WHAT YOU ARE ASKED TO DO »
Transcribe the entries exactly; images are not part of the copy.

RECORDS TO USE »
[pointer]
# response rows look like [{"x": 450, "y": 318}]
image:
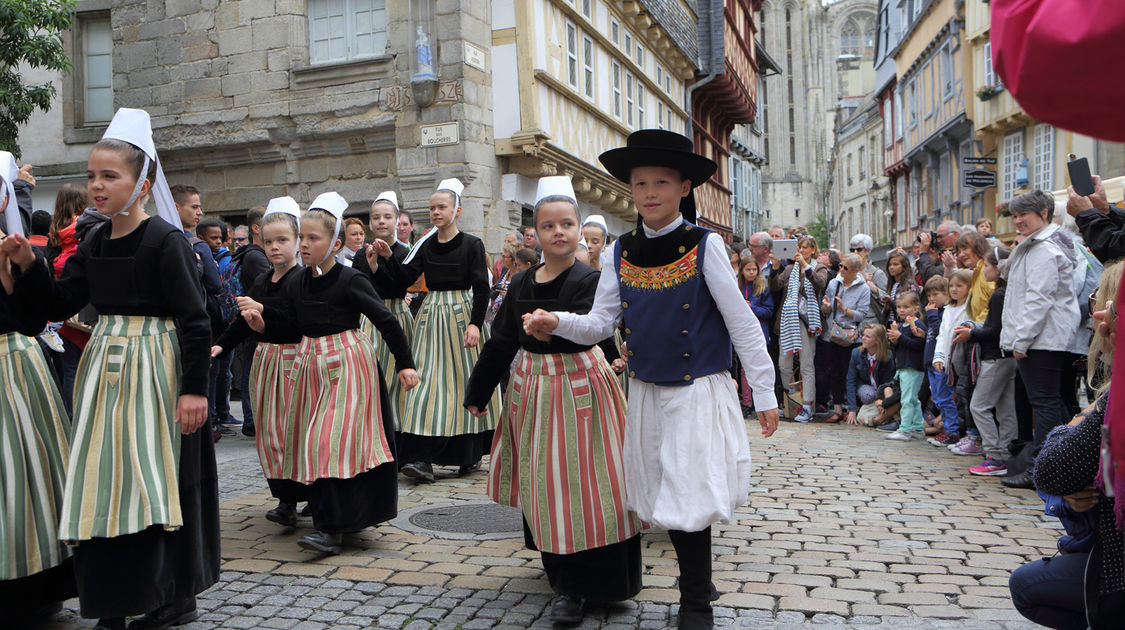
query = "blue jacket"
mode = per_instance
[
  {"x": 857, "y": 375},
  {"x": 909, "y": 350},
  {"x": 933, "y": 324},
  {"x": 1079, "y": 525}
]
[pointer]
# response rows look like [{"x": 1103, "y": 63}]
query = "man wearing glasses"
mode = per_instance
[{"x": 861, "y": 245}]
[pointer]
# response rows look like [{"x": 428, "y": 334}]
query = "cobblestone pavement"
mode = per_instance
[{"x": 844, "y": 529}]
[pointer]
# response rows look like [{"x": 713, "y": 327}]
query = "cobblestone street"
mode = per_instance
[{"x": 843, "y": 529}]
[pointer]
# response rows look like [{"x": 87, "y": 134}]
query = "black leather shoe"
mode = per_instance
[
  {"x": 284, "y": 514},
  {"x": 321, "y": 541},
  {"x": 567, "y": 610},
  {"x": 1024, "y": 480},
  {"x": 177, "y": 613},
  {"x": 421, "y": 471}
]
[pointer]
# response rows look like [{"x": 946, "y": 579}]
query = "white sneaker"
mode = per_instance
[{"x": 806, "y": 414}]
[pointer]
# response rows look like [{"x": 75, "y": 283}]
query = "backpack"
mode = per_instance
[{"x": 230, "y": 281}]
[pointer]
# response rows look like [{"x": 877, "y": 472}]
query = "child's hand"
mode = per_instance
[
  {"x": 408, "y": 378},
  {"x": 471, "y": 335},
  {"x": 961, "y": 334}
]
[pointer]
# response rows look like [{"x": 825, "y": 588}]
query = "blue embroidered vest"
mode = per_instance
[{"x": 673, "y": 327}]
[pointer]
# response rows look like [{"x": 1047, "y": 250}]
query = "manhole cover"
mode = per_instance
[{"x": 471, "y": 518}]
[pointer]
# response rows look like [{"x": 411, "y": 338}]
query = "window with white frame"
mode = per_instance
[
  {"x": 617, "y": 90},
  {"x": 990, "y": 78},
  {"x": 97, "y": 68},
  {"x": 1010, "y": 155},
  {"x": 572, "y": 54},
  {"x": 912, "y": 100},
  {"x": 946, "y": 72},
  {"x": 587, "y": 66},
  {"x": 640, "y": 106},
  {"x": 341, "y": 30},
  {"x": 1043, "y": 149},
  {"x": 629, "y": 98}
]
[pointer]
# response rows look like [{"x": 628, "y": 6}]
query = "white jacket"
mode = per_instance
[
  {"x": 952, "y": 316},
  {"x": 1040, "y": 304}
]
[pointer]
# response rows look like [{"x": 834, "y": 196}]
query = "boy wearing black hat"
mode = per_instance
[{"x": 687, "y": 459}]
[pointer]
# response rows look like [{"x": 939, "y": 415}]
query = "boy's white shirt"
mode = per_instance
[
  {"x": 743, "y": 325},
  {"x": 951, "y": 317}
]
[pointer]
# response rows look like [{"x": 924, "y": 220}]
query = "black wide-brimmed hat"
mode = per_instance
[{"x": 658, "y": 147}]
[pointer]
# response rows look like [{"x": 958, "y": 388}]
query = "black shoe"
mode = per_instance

FULL SOLUTION »
[pointer]
# response rows look like [{"x": 450, "y": 318}]
image:
query = "blue jacket"
mode = per_instance
[
  {"x": 857, "y": 375},
  {"x": 909, "y": 350},
  {"x": 933, "y": 324},
  {"x": 1079, "y": 525}
]
[pointer]
# response rows look like [{"x": 1103, "y": 63}]
query = "man wearing glasses"
mode = per_instance
[{"x": 861, "y": 245}]
[pointer]
# response rows look like [{"x": 428, "y": 334}]
query = "cobblestone pavement"
mode = per_instance
[{"x": 844, "y": 529}]
[pointer]
# response rows look like [{"x": 713, "y": 327}]
query = "cobblestone street"
mode = per_instance
[{"x": 843, "y": 529}]
[pointer]
# response rows look like [{"x": 87, "y": 134}]
query = "black leather shoe"
mode = per_instance
[
  {"x": 284, "y": 514},
  {"x": 321, "y": 541},
  {"x": 567, "y": 610},
  {"x": 1024, "y": 480},
  {"x": 177, "y": 613},
  {"x": 421, "y": 471}
]
[pointer]
# response rows look like [{"x": 946, "y": 579}]
query = "white sneaker"
mode = per_instance
[{"x": 806, "y": 414}]
[pointer]
# response rows look like [{"x": 75, "y": 283}]
query = "backpack"
mode = per_instance
[{"x": 230, "y": 281}]
[pointer]
# response rows look like [{"x": 877, "y": 472}]
query = "child's hand"
mode = per_instance
[
  {"x": 408, "y": 378},
  {"x": 471, "y": 335},
  {"x": 961, "y": 334}
]
[pointer]
# response rows look like [{"x": 825, "y": 588}]
query = "blue embroidered vest"
mode = per_instance
[{"x": 673, "y": 327}]
[pointer]
# response rows look like [{"x": 1047, "y": 250}]
query = "manhole cover"
mode = per_instance
[{"x": 471, "y": 518}]
[pointer]
# response rows look like [{"x": 411, "y": 338}]
query = "window with white frame"
mode = per_instance
[
  {"x": 617, "y": 90},
  {"x": 990, "y": 78},
  {"x": 97, "y": 68},
  {"x": 1010, "y": 155},
  {"x": 572, "y": 54},
  {"x": 912, "y": 100},
  {"x": 946, "y": 72},
  {"x": 587, "y": 66},
  {"x": 640, "y": 106},
  {"x": 341, "y": 30},
  {"x": 1043, "y": 149},
  {"x": 629, "y": 98}
]
[pointer]
# response rows look like [{"x": 628, "y": 6}]
query = "white jacket"
mode = per_instance
[
  {"x": 952, "y": 316},
  {"x": 1040, "y": 304}
]
[pointer]
# response rows look like [{"x": 834, "y": 196}]
query = "boy wearing black hat"
mode = per_instance
[{"x": 687, "y": 459}]
[pointer]
# response rows look like [{"x": 939, "y": 415}]
query = "boy's white shirt"
mode = per_instance
[
  {"x": 743, "y": 325},
  {"x": 951, "y": 317}
]
[pointer]
# response rows look like [{"x": 924, "y": 220}]
query = "black wide-brimmed hat"
mode = per_instance
[{"x": 658, "y": 147}]
[pointer]
# response rows look like [{"x": 958, "y": 388}]
query = "black shoe"
mode = per_instance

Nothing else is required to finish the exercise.